* Problem description: Give the material again in full, matching it exactly.

* Source data:
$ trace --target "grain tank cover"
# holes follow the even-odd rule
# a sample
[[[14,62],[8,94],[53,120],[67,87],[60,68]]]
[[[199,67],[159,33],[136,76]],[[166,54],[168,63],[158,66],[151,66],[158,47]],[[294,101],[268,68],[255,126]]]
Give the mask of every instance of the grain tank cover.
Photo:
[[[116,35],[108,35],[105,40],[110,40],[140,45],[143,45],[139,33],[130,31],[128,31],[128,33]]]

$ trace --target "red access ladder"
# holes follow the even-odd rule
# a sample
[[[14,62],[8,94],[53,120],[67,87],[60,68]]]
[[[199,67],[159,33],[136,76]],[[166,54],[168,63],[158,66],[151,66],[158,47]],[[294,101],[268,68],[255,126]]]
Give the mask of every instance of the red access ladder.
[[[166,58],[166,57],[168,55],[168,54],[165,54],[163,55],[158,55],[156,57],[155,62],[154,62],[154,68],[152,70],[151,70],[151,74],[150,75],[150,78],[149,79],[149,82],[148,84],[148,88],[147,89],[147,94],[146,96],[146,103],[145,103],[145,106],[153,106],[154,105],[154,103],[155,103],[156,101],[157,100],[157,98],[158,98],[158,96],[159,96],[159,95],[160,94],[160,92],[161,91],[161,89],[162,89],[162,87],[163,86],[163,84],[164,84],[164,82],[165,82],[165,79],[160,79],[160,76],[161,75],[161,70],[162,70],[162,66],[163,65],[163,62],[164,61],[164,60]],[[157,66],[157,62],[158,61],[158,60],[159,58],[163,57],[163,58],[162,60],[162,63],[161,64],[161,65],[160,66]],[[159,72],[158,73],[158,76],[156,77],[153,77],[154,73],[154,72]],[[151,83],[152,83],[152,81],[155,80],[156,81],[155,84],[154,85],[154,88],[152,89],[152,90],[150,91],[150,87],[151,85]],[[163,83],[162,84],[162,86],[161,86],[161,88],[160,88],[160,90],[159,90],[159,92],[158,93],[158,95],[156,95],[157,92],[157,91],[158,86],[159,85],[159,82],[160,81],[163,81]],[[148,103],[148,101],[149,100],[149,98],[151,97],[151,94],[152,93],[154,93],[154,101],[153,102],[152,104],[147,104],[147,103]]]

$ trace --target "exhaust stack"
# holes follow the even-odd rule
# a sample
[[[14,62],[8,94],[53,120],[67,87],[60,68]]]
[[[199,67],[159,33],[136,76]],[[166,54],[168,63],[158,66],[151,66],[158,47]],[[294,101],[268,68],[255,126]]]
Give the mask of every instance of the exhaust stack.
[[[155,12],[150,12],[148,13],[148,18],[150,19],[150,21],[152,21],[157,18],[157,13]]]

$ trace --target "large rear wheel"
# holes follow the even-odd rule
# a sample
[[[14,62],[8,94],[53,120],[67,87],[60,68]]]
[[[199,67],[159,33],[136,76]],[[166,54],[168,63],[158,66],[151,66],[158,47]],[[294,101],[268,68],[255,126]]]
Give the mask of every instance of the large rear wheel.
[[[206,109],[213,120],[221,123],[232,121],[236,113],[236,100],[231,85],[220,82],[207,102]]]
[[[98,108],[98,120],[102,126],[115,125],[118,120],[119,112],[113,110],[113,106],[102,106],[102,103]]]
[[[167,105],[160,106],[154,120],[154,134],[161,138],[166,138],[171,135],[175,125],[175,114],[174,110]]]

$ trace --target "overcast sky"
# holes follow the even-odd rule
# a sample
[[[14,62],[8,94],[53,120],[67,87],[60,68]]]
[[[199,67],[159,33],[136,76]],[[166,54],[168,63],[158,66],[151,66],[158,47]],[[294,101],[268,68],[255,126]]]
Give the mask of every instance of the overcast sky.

* Answer for this exercise:
$ trace --target "grain tank cover"
# holes follow the even-odd rule
# a sample
[[[14,62],[8,94],[53,120],[67,87],[60,68]]]
[[[199,67],[159,33],[136,76]],[[166,54],[168,63],[158,66],[151,66],[158,47]],[[294,101],[268,68],[255,126]]]
Give the mask of every instance of the grain tank cover.
Photo:
[[[116,35],[108,35],[105,40],[110,40],[140,45],[143,45],[139,33],[130,31],[128,31],[128,33]]]

$ trace --target "red access ladder"
# holes follow the even-odd rule
# a sample
[[[14,62],[8,94],[53,120],[67,87],[60,68]]]
[[[199,67],[159,33],[136,76]],[[166,54],[168,63],[158,66],[151,66],[158,47]],[[294,101],[268,68],[255,126]]]
Give the mask of every instance of the red access ladder.
[[[166,58],[166,57],[168,55],[168,54],[165,54],[163,55],[158,55],[156,57],[155,62],[154,62],[154,68],[152,70],[151,70],[151,74],[150,75],[150,78],[149,79],[149,82],[148,84],[148,88],[147,89],[147,94],[146,96],[146,103],[145,103],[145,106],[153,106],[154,105],[154,103],[155,103],[156,101],[157,100],[157,98],[158,98],[158,96],[159,96],[159,95],[160,94],[160,92],[161,91],[161,89],[162,89],[162,87],[163,86],[163,84],[164,84],[164,82],[165,82],[165,79],[160,79],[160,76],[161,75],[161,70],[162,70],[162,66],[163,65],[163,62],[164,61],[164,60]],[[157,66],[157,62],[158,61],[158,60],[159,58],[163,57],[163,58],[162,60],[162,63],[161,64],[161,65],[160,66]],[[159,72],[158,73],[158,76],[156,77],[153,77],[154,73],[154,72]],[[151,83],[152,83],[152,81],[155,80],[156,81],[155,84],[154,85],[154,88],[152,89],[152,90],[150,91],[150,87],[151,85]],[[163,83],[162,84],[162,86],[161,86],[161,88],[160,88],[160,90],[159,90],[159,92],[158,93],[158,95],[156,95],[157,92],[157,91],[158,86],[159,85],[159,82],[160,81],[163,81]],[[148,103],[148,101],[149,100],[149,98],[151,97],[151,94],[152,93],[154,93],[154,101],[153,102],[152,104],[147,104],[147,103]]]

$ trace --target "exhaust stack"
# holes follow the even-odd rule
# a sample
[[[14,62],[8,94],[53,120],[67,87],[60,68]]]
[[[199,67],[159,33],[136,76]],[[166,54],[168,63],[158,66],[151,66],[158,47]],[[294,101],[268,68],[255,126]]]
Give the mask of every instance of the exhaust stack.
[[[155,12],[150,12],[148,13],[148,18],[150,19],[150,21],[152,21],[157,18],[157,13]]]

$ trace --target "large rear wheel"
# holes follow the even-odd rule
# a sample
[[[14,62],[8,94],[53,120],[67,87],[60,68]]]
[[[199,67],[159,33],[136,76]],[[166,54],[168,63],[158,66],[151,66],[158,47]],[[294,101],[268,68],[255,126]]]
Give the mask of every instance of the large rear wheel.
[[[206,109],[213,120],[221,123],[232,121],[236,113],[236,100],[231,85],[220,82],[207,102]]]
[[[98,108],[98,120],[102,126],[115,125],[118,120],[119,112],[113,110],[113,106],[102,106],[102,103]]]
[[[167,105],[160,106],[154,120],[154,134],[161,138],[166,138],[171,135],[175,125],[175,114],[174,110]]]

$ trace --target "overcast sky"
# holes follow the even-odd rule
# a sample
[[[14,62],[8,94],[53,120],[67,87],[60,68]]]
[[[199,67],[159,33],[136,76]],[[166,54],[168,63],[158,66],[151,66],[158,47]],[[294,101],[268,68],[255,126]]]
Give the mask of every instance of the overcast sky.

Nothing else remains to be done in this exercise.